━━━━━ GIVEN PASSAGE ━━━━━

Gender played a big role too—women were expected (by themselves and by brands) to be happier than men to work for free/for “exposure.” Plus, lifestyle bloggers had to negotiate the complicated, gendered relationship between “realness” and “selling out”—their audiences weren’t all that tolerant of the bloggers getting paid (contrary to some more male-dominated spaces such as videogame vloggers). And brand owners apparently tried to exercise more control over female bloggers/vloggers in terms of content than they did over men—discussions of mental health and cursing were taboo.

The supposed freedom of freelancing also meant being “always on,” always producing content—Duffy describes it as exchanging temporal flexibility for spatial flexibility (working from home), though these days many other kinds of workers have also lost temporal flexibility. “But aspirational labot has succeeded in one important way; it has glamorized work just when it is becoming more labor-intensive, individualized, and precarious.” Duffy ends by pointing to the ways in which most academics are aspirational laborers too—entering a market glutted with others like them in which few succeed, advised to cultivate a social media presence, expected to produce content that catches eyes, told they’re lucky to be able to do what they love (and accept low pay because they love it).

━━━━━

WHAT THIS EXERCISE ASKS –
1: Write out the passage on aspirational labor from "The supposed freedom" to "they love it).", inclusive.
2: Which three words does the passage on aspirational labor use to describe what work is becoming?

━━━━━ PROVIDED DATA ━━━━━

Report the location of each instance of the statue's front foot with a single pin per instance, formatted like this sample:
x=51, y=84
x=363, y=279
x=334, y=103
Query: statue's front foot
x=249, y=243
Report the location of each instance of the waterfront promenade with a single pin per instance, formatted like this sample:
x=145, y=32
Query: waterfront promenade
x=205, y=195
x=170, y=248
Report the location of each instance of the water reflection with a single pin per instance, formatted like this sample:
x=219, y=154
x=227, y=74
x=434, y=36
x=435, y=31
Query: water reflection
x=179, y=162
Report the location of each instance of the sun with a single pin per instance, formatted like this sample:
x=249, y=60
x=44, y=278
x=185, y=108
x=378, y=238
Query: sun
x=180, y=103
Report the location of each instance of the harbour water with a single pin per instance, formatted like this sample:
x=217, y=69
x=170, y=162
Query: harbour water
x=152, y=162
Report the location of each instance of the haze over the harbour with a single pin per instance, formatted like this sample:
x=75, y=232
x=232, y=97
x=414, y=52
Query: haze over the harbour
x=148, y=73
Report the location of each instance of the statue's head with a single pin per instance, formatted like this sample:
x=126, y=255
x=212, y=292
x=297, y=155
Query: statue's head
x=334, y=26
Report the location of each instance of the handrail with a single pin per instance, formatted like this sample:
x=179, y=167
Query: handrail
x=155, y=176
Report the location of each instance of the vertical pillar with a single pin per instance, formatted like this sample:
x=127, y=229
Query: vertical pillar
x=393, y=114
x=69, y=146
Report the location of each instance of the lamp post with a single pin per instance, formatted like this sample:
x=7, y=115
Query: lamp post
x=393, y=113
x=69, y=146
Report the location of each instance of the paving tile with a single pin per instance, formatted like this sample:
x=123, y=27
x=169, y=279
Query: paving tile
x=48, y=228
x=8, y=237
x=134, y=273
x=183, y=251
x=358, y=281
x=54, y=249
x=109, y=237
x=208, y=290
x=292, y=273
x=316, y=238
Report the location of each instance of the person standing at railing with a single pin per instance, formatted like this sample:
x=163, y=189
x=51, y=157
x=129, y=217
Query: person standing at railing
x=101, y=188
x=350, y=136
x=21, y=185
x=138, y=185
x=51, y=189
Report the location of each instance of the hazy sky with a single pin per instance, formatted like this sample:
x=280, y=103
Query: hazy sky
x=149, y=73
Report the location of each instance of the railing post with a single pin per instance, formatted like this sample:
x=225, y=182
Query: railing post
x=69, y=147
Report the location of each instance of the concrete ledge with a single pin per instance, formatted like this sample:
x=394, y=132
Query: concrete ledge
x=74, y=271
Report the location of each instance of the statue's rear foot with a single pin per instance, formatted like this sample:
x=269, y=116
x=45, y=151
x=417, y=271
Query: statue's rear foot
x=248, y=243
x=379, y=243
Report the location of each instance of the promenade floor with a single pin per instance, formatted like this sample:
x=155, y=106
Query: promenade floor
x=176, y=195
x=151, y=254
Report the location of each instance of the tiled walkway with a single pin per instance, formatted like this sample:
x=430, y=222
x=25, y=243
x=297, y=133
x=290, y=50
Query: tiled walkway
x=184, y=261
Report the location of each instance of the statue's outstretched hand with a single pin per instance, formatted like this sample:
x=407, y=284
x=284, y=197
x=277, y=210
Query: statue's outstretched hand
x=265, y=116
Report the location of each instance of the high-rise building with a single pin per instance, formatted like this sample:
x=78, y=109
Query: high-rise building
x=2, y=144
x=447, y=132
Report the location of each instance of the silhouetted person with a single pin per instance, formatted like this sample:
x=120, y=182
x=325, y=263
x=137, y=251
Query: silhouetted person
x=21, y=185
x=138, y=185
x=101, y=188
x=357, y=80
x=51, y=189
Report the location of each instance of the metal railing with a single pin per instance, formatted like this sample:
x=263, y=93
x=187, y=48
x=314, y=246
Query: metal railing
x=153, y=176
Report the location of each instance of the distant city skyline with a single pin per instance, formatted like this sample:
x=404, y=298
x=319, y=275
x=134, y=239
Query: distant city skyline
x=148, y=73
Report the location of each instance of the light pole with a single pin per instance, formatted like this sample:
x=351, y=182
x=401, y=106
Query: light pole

━━━━━

OUTPUTS FOR THE TASKS –
1:
The supposed freedom of freelancing also meant being “always on,” always producing content—Duffy describes it as exchanging temporal flexibility for spatial flexibility (working from home), though these days many other kinds of workers have also lost temporal flexibility. “But aspirational labot has succeeded in one important way; it has glamorized work just when it is becoming more labor-intensive, individualized, and precarious.” Duffy ends by pointing to the ways in which most academics are aspirational laborers too—entering a market glutted with others like them in which few succeed, advised to cultivate a social media presence, expected to produce content that catches eyes, told they’re lucky to be able to do what they love (and accept low pay because they love it).

2: labor-intensive, individualized, precarious